§ **To do**:
Extract each line holding the word "photograph" from the entries.

----

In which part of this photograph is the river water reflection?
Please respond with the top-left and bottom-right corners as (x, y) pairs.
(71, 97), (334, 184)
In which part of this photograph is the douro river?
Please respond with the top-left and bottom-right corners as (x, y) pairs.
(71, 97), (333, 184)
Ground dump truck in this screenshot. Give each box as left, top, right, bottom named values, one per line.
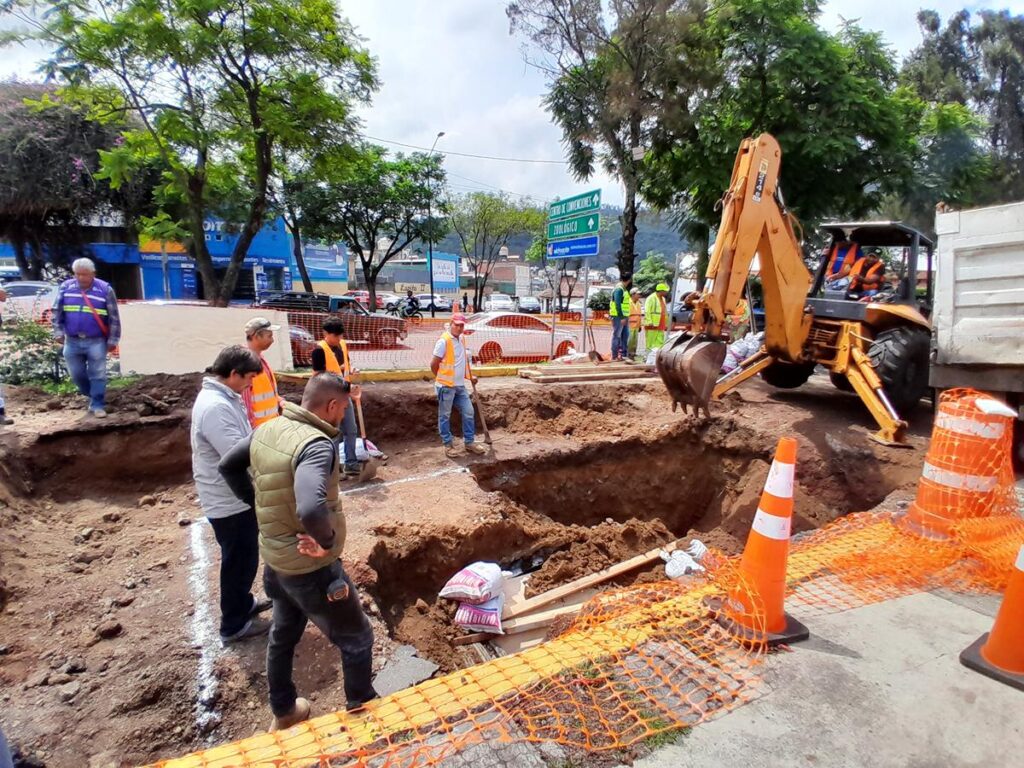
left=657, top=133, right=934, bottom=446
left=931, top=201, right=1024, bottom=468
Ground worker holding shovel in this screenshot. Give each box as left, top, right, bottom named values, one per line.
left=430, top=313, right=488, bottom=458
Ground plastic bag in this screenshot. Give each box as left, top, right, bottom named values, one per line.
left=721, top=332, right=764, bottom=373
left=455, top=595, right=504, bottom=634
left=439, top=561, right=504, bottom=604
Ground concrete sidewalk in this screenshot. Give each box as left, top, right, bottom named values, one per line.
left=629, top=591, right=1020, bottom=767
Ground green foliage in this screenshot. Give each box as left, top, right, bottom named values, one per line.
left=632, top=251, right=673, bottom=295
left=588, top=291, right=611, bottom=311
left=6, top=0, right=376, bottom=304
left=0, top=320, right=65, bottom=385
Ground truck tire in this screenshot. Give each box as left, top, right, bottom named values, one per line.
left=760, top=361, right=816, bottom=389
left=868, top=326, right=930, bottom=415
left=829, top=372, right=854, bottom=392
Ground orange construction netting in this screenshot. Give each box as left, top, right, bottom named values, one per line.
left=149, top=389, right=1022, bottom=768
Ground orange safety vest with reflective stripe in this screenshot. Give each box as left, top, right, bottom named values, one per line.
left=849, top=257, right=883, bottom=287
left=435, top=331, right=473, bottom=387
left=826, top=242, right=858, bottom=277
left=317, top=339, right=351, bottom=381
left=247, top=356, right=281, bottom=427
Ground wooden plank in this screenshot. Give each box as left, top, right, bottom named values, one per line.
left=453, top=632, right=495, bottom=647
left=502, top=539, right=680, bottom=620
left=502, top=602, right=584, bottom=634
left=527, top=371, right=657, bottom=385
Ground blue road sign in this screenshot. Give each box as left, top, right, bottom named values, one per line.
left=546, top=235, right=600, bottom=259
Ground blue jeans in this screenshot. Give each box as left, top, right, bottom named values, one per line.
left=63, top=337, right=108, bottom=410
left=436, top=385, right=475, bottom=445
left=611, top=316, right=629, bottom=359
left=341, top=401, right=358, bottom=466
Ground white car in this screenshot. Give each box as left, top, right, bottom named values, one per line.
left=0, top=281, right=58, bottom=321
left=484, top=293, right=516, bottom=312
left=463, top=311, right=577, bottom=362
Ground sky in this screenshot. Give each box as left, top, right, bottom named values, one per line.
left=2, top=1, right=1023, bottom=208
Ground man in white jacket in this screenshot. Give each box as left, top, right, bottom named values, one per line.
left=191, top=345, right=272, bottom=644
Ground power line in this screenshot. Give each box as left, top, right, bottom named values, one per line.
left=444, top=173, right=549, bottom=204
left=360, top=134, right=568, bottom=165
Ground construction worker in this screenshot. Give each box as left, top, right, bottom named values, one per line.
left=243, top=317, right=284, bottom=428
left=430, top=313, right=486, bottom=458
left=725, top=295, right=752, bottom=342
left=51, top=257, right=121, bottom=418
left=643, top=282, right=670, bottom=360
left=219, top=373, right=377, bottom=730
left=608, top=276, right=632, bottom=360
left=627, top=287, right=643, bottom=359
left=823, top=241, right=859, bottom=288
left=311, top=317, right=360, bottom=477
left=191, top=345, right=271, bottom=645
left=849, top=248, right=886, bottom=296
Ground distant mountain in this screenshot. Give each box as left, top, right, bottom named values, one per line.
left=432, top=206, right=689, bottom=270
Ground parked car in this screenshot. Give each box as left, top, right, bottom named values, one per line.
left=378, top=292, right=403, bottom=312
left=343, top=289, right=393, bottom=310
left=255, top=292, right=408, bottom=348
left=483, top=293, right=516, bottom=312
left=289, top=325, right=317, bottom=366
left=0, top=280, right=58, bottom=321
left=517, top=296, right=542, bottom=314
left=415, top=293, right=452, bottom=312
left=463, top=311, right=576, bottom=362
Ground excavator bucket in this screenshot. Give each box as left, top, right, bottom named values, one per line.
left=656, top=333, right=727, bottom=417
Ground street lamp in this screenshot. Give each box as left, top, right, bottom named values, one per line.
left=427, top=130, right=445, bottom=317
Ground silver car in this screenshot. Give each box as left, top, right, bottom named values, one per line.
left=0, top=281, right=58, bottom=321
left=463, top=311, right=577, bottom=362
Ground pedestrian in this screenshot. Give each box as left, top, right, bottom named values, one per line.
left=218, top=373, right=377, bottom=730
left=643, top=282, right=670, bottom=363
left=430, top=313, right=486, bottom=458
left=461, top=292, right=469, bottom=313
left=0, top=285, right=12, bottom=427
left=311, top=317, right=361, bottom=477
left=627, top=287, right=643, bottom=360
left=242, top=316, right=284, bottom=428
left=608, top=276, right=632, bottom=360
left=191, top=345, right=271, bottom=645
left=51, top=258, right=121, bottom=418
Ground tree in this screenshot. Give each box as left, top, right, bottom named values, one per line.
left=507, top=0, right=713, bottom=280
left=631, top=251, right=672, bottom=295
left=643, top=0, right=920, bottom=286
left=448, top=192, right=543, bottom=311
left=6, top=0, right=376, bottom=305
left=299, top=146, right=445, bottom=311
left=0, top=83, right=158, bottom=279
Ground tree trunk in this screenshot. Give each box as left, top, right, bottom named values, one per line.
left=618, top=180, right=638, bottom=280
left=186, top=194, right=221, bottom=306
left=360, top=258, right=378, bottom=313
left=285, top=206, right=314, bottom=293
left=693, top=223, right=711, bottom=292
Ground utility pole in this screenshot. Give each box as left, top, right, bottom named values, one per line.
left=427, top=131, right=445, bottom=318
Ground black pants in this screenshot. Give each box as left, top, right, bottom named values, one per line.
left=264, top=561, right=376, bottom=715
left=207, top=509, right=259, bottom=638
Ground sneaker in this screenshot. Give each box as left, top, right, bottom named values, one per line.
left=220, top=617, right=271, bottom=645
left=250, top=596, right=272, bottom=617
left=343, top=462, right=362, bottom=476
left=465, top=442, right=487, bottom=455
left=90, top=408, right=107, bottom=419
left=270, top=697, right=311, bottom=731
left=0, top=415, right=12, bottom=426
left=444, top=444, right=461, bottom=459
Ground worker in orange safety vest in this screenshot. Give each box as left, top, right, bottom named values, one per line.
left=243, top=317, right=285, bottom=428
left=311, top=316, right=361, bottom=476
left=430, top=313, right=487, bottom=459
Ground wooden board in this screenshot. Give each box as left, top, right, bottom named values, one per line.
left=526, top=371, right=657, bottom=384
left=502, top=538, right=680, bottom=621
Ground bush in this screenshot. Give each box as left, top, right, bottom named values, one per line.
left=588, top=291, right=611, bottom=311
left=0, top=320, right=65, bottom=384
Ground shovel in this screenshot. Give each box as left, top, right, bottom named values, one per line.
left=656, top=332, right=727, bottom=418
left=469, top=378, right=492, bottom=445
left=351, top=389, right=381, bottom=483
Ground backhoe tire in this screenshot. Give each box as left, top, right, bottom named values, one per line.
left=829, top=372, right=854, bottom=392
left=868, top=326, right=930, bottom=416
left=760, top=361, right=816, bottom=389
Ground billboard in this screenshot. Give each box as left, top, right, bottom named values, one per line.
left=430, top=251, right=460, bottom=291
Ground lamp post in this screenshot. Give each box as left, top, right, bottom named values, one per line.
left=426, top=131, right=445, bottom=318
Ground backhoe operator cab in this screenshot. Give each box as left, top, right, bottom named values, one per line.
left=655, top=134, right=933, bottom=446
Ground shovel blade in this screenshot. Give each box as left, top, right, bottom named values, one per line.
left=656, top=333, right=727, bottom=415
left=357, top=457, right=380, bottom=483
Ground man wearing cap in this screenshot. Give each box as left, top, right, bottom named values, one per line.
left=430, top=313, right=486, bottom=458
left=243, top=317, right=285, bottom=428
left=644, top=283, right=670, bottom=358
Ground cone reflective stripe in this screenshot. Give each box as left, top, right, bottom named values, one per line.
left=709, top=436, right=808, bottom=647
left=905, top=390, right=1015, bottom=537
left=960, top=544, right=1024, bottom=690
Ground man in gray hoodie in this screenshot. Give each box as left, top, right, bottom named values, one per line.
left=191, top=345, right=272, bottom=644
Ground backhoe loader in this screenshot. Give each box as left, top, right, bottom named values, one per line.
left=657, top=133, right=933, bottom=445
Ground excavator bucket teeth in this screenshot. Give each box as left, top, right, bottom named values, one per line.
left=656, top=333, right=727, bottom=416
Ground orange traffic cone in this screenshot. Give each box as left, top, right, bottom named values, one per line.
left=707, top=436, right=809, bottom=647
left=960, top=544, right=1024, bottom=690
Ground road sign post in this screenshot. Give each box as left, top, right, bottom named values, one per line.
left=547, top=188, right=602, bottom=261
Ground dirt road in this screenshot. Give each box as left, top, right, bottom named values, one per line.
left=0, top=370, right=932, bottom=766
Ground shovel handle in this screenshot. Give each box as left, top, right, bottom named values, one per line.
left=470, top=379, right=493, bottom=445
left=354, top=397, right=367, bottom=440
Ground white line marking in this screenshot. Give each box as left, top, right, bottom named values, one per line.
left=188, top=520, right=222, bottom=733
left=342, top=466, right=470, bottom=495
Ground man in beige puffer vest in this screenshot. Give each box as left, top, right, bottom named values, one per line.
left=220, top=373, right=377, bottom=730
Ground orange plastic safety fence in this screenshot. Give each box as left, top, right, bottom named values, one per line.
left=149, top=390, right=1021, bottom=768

----

§ **Output for this exercise**:
In which part of this photograph is the river water reflection?
In which part of this photograph is the douro river?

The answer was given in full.